• Task brief
Copy all of the data below word for word, omitting the pictures from your copy.

• Input records
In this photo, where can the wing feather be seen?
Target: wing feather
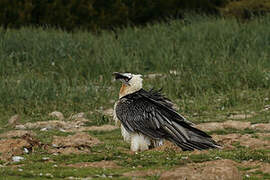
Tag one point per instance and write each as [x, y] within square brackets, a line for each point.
[153, 116]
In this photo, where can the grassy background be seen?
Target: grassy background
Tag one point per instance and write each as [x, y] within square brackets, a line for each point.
[222, 67]
[220, 64]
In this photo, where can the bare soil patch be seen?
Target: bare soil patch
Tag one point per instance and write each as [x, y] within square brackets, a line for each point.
[167, 146]
[256, 166]
[261, 126]
[244, 140]
[15, 147]
[212, 170]
[212, 126]
[150, 172]
[78, 143]
[100, 164]
[106, 127]
[16, 133]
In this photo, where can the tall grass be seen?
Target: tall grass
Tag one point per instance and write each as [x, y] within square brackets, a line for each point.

• Answer for the task
In this photo, where can the wing feather be seen?
Target: wing feather
Tag one point per instance and write each as [x, y] within square brackets, a line for each point.
[153, 116]
In this photo, where can the grassy background be seen?
Target: grassy background
Tag one point per instance and write each as [x, y] within square brackets, a line for each point.
[222, 67]
[220, 64]
In this photo, where can the bare soil patch be seen?
Target: bare soil patch
Tag one point per instance and write each as [x, y] within square brackets, a line for each point.
[167, 146]
[256, 166]
[261, 126]
[244, 140]
[15, 147]
[212, 170]
[212, 126]
[150, 172]
[78, 143]
[100, 164]
[106, 127]
[16, 133]
In this photo, where can the tall grass be seen?
Target: tall grass
Tag one point per instance and write each as [x, y] within square brackets, a line for each point.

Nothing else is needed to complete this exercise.